What you should do
Below, copy out the stretch of material from the line that contains "window in the image above." through the line that contains "290;293;515;675", word for word, both of those lines included.

─── Exercise material

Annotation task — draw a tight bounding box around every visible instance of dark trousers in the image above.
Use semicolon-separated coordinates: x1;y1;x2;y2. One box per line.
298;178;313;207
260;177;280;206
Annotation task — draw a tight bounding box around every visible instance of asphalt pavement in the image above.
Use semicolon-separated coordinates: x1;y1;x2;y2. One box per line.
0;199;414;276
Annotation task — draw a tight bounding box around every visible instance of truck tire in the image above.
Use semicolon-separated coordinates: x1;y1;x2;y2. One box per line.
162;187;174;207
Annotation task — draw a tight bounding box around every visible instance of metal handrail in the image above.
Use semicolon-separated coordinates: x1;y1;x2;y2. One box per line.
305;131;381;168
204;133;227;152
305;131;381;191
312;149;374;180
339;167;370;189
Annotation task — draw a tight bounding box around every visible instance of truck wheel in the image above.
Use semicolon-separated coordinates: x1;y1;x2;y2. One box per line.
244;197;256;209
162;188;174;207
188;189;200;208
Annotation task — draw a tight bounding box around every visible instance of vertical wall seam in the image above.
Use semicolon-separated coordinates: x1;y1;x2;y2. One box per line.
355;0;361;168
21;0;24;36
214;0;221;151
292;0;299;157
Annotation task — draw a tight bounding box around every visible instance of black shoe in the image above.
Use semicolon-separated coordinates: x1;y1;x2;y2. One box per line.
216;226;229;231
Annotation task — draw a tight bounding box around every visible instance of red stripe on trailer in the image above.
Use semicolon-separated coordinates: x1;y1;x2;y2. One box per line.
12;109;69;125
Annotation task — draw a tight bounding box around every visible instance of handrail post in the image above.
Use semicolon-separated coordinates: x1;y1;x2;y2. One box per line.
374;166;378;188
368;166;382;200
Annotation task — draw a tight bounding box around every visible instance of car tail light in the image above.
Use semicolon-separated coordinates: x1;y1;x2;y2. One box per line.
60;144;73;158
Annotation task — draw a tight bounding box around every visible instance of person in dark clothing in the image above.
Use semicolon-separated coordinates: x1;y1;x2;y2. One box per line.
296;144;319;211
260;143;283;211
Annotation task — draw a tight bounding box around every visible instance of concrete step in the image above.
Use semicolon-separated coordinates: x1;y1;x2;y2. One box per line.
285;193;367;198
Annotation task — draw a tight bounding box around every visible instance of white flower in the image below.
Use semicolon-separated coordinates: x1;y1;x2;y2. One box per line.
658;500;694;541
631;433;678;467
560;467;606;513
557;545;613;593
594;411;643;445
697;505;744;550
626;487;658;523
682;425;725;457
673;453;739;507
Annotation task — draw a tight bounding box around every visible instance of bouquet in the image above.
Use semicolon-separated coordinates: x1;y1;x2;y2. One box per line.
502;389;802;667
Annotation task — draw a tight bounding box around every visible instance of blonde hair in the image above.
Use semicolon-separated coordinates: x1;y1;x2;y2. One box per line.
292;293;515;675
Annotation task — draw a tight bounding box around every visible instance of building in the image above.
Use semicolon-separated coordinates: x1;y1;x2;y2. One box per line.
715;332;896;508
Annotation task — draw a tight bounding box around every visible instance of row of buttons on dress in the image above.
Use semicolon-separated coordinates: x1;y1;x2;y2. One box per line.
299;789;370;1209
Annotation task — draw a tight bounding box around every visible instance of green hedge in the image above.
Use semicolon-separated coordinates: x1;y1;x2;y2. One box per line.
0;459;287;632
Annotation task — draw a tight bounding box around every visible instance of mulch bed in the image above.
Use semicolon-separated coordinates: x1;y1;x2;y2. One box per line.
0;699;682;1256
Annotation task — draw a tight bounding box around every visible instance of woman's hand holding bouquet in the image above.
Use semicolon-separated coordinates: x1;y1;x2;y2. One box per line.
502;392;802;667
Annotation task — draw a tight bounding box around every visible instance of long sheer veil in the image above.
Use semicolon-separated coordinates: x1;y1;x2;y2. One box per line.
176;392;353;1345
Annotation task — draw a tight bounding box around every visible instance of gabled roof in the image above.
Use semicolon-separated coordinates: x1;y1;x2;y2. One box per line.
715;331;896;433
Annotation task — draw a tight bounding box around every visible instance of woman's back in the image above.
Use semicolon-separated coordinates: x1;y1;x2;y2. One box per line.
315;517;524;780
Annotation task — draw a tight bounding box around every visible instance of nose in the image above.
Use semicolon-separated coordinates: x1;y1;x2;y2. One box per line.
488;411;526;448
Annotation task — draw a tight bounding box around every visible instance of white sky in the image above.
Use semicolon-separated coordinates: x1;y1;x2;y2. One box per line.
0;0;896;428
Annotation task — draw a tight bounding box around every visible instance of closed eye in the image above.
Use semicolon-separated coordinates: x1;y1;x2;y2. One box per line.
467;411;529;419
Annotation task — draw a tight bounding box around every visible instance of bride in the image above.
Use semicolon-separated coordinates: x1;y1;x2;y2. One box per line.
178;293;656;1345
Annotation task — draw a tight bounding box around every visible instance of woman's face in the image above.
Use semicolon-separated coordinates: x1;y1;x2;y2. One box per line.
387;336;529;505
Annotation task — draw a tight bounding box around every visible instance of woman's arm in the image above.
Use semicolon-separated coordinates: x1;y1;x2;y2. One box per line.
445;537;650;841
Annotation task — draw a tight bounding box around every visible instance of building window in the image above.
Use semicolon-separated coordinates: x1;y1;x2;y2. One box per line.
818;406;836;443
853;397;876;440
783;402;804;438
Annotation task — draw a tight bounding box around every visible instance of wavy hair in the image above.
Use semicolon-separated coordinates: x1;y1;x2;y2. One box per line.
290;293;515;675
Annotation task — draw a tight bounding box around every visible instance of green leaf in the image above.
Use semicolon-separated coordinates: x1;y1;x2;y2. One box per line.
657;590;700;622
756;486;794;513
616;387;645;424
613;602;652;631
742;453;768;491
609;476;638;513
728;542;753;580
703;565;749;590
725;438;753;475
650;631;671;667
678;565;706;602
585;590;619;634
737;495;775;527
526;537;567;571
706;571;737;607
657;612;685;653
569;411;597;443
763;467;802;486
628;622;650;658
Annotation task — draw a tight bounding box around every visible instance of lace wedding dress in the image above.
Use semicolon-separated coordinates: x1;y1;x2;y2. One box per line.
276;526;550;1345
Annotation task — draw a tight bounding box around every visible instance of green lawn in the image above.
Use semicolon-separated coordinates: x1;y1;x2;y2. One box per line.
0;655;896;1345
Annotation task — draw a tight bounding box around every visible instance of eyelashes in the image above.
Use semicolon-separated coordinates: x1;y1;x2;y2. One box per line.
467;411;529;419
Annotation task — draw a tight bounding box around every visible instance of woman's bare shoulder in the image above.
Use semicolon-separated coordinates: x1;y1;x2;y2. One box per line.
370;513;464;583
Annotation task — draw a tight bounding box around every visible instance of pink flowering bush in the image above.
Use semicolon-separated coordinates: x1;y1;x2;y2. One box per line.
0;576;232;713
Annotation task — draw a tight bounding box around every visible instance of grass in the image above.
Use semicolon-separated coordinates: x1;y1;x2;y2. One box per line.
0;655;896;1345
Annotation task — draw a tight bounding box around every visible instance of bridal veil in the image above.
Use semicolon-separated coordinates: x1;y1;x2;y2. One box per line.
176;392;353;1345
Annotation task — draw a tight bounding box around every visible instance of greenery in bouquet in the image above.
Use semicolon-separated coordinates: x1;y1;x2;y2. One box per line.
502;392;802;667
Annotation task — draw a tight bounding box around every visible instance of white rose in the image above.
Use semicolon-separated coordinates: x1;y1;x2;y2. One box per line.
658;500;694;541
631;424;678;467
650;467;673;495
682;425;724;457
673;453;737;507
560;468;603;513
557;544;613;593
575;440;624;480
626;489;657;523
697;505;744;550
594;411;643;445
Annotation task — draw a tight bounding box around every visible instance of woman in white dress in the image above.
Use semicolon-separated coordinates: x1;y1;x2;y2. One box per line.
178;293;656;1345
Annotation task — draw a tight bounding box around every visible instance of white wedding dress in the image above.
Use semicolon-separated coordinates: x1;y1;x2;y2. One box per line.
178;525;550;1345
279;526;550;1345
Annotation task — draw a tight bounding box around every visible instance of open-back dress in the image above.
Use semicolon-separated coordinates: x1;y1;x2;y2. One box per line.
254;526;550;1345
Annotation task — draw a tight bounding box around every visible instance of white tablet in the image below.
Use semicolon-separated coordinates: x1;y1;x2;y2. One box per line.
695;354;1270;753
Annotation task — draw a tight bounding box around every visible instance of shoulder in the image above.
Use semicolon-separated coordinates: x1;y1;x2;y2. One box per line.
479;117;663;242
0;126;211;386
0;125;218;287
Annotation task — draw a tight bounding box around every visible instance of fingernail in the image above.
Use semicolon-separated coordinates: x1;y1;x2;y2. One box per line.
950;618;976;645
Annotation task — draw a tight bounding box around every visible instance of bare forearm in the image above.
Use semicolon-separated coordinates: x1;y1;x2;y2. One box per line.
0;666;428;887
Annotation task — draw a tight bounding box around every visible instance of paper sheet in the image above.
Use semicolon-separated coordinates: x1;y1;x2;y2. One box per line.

──────

Exercise output
Annotation task — draw a tight bounding box around every visible instance of building window in the image above.
Use semicolon-separated coordinates: x1;y1;x2;y2. One box per line.
818;406;836;443
853;397;876;440
783;402;804;438
Annotation task — draw a tight bounding box around every visible instance of wavy hair in the image above.
Use semicolon-separated coordinates: x1;y1;x2;y2. One box per line.
290;293;515;675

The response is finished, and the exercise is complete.